Seguia-se a Corredoura, que está melhorada, tendo-se construído
algumas casas em terreno que então era baldio.
A rua da Fábrica, nome que tem de uma de faiança, donde ele se
deriva, fábrica que existia na casa de quinta do morgado de Vagos, não
teve alteração alguma até ao presente, fechando aí a parte urbana da
cidade, pelo lado do nascente, como agora; isto quanto à freguesia de
Nossa Senhora da Glória. Pelo poente, porém, da rua de S. Sebastião,
passava-se ao Campo de Santo António por uma azinhaga que hoje é
pública, na qual está o edifício dos Asilos de infância desvalida.
Afora estas ruas, não havia para aqui mais casas das que hoje
existem na rua do Passeio, em que findava a cidade, a não se querer que
ela fosse por um lado findar no convento de Santo António; apesar de
este se achar isolado e haver entre ele e as últimas habitações da
cidade o Campo, hoje jardim público, e então uma alameda de velhos
freixos, já em parte substituídos por álamos e outras árvores menos
importantes, e por outro lado nas três ou quatro
casas que havia nas traseiras da capela de Nossa Senhora da Ajuda(3),
apesar de estas casas estarem, como ainda hoje estão, separadas das da
cidade propriamente dita.
O Campo de Santo António não era todo nivelado; para o lado do
poente descaía em rampa, para um caminho de carro, por onde agora vai o
muro de suporte, feito para deter os entulhos e terras necessárias para
nivelar o terreno; este caminho findava em uma porta de carros, entrada
para a quinta de Nossa Senhora da Ajuda, e em volta do Campo achavam-se
as cruzes de pedra que ainda hoje se vêem no pequeno largo em frente das
igrejas.
Serviam as cruzes para as vias-sacras que os terceiros faziam em
certos dias, e também para quem tinha devoção de entregar-se a este
piedoso exercício.
Do Campo de Santo António vinham os confins da cidade pela rua de
Santo António, traseiras do edifício do Governo Civil; nesta rua não
havia mais do que a casa fronteira do jardim, a última do povoado, no
começo da mesma rua.

### DESAFIOS:
(1) Enumere todas as vias que o texto sobre os limites da cidade designa com a palavra «rua».
(2) Segundo o texto sobre os limites da cidade, que edifício se encontra na azinhaga que ligava a rua de S. Sebastião ao Campo de Santo António?
(3) Prossiga o texto sobre os limites da cidade a partir da sua última frase, mantendo o mesmo estilo descritivo.
Os dados constituem material separado do texto.

### REGISTOS DE DADOS:
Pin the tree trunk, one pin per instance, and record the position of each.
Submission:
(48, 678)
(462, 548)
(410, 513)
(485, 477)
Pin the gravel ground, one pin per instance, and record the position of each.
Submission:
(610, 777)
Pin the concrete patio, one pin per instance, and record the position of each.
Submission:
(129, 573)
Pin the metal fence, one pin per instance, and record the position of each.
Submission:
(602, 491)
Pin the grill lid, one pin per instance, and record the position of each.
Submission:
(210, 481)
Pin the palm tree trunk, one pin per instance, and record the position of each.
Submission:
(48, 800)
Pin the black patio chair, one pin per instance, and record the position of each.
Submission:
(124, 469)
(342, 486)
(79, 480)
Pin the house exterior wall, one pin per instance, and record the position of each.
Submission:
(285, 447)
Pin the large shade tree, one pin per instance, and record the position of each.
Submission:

### RESPOSTAS DO EXERCÍCIO:
(1) Rua da Fábrica, rua de S. Sebastião, rua do Passeio, rua de Santo António.

(2) O edifício dos Asilos de infância desvalida.

(3)
Esta casa pertencia a um morgado da serra, por apelido Soares de
Albergaria, de quem se contavam muitas façanhas, como jogador de pau nas
feiras e arraiais, que ele às vezes varria completamente; estava em
parte desmoronada e desabitada, mostrando assim pertencer a um morgado
rico. Foi afinal comprada pela viúva Barbosa, da Praça, que a reedificou
e que pertence hoje, se não me engano, ao Sr. Dr. António Emílio de
Almeida Azevedo.
Na segunda metade do século passado, fizeram-se nela mais duas
casas, uma do Conselheiro Dr. Artur Ravara, e outra da família Rangel de
Quadros, da Rua Direita.
A travessa entre o Governo Civil e a casa de D. Rosalina de
Azevedo, cunhada de José Antunes de Azevedo, hoje viúva, foi aberta há
uns poucos de anos, e ficou chamada recentemente travessa Artur Ravara.
A lápide onde estava escrito este nome partiu-se e não se
substituiu.
Seguiam os limites da cidade pela rua das Arribas, até ao Campo dos
Santos Mártires, e aí terminava o povoado da cidade nas traseiras e
muros de quintais da rua das Barcas.
O largo onde hoje está o novo bairro, era um campo pouco nivelado,
cortado quase a meio por um esteiro ou canal, que vinha do esteiro dos
Santos Mártires, até próximo daquelas traseiras; tinha guardas como as
do Canal das Pirâmides, e por se ter tornado inútil, foi aterrado e
desfeitas as paredes, isto já depois de 1834. Ficou o campo, pois, sendo
só um, onde os varredores da cidade depositavam os detritos que juntavam
pelas ruas da cidade, até terem carrada; não havia ali casa alguma, nem
se prestava a passeio; era uma espécie de monturo.
Na quinta dos Santos Mártires, dentro já dela, e unida à capela,
havia uma casa, que, apesar de térrea, era vasta, parecendo ter sido
feita para habitação de família, tendo na frente um pequeno largo
circuitado, que mostrava ter sido deixado para jardim.
Nesta casa reunia-se a Associação Secreta que em Aveiro havia, das
que se formaram em vários pontos, e cooperaram para o glorioso movimento
de 24 de Agosto de 1820; era por isso mal vista do povo e das pessoas
afectas ao absolutismo, e o Sr. Alfredo Rangel, último administrador do
vínculo, demoliu-a quando reedificou a capela e recolheu nos jazigos os
ossos dos seus antepassados que andavam espalhados pelas proximidades da
mesma capela. Acerca desta ocupar-nos-emos em especial.
Naquele sítio fazia-se, como hoje, descarga de moliço, parte do
qual ia pela viela de D. Jerónima, para a estrada de Santiago, até onde
a condução era mais breve do que indo do esteiro daquela povoação.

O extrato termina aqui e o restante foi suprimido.